§ **SUPPLIED MATERIAL**
--- Begin ---

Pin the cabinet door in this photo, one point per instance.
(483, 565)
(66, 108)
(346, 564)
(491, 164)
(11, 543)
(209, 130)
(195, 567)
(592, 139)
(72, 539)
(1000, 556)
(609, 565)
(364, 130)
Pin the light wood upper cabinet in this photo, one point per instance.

--- End ---

§ **DIRECTIONS FOR THIS TASK**
Write down every line of the data exactly as it appears above.

§ **COMPLETE ANSWER**
Pin the cabinet door in this photo, one point per instance.
(483, 565)
(66, 108)
(346, 564)
(491, 164)
(11, 543)
(209, 130)
(195, 567)
(592, 139)
(72, 539)
(1000, 556)
(609, 565)
(364, 130)
Pin the light wood upper cabinet in this photo, one point per instance.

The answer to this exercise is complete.